======== Material to process

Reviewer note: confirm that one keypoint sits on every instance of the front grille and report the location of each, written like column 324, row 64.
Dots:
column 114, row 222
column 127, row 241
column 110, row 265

================

== Assignment ==
Without any change, reproduce the data in full.

== Response for this exercise ==
Reviewer note: confirm that one keypoint sits on every instance of the front grille and report the location of each, written like column 324, row 64.
Dots:
column 114, row 222
column 127, row 241
column 110, row 265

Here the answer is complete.